求められる作業: 「Every instance of the 'arijeet'」を含む行から記録の末尾までの範囲（両端を含む）の行だけを、順序を保ってすべて書き出してください。その際、単独で一行をなす座標の値だけを0.55倍し、整数に丸めて（0.5は切り上げ）、文中の記入例の座標やほかの文字は変えないでください。

─── 入力データ ───

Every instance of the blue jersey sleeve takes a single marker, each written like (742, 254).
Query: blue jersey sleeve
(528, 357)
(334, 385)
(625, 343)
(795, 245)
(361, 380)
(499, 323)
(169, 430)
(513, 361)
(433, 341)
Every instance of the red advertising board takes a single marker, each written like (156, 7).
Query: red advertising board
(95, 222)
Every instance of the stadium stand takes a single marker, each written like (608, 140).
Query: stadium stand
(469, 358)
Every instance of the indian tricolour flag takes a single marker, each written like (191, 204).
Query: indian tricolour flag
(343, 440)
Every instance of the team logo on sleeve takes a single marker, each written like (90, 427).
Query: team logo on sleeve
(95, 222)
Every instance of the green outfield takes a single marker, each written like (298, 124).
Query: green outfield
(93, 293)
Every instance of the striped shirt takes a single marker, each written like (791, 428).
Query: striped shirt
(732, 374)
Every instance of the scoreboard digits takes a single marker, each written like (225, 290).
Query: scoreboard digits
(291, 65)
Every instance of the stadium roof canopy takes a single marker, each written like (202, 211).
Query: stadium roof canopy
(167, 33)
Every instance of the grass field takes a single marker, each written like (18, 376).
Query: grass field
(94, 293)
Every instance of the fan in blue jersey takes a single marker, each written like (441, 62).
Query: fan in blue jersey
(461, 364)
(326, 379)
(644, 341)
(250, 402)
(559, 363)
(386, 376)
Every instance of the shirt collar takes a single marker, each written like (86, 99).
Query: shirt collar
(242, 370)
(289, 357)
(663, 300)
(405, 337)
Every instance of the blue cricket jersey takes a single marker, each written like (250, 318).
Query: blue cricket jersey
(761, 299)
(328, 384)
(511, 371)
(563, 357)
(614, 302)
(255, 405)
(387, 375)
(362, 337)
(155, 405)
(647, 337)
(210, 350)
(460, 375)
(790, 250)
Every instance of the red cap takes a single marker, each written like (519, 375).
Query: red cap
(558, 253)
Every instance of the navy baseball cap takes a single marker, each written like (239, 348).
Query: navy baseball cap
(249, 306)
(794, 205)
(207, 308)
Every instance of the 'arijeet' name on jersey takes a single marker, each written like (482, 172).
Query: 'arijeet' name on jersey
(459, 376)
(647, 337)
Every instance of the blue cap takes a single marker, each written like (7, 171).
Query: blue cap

───

期待される解答:
Every instance of the 'arijeet' name on jersey takes a single marker, each written like (482, 172).
Query: 'arijeet' name on jersey
(252, 207)
(356, 185)
Every instance of the blue cap takes a single marker, each written like (7, 171).
Query: blue cap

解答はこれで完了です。